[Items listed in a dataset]
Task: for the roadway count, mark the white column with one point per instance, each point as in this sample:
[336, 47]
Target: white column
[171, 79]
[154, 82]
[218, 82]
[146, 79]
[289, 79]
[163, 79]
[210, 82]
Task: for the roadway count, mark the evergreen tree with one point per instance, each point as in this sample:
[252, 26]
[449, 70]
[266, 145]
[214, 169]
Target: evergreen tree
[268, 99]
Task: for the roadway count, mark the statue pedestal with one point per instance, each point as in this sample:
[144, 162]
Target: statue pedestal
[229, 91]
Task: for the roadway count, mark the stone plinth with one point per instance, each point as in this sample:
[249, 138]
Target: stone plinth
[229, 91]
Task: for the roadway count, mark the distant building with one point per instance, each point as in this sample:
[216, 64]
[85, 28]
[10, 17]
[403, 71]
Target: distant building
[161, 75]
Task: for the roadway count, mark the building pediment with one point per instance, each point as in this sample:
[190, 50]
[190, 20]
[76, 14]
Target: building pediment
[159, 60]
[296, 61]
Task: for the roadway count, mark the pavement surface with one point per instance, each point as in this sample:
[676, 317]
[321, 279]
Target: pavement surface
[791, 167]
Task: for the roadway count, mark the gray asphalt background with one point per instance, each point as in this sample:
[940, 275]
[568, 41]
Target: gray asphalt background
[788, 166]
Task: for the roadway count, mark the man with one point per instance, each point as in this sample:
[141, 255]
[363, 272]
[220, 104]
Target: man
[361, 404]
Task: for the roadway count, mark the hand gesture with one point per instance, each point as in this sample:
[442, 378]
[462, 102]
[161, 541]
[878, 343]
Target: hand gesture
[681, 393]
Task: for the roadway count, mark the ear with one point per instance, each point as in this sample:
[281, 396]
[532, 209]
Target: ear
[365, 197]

*OBJECTIVE*: Please write out everything from the line containing "Task: for the roadway count, mark the ear" down to the end of the rows, shifting each answer coordinate by adding 22 to both numbers and leaving the sample coordinates as they are.

*REPLY TO THE EXERCISE*:
Task: for the roadway count, mark the ear with one point per instance, each point as in this sample:
[281, 396]
[532, 209]
Target: ear
[387, 219]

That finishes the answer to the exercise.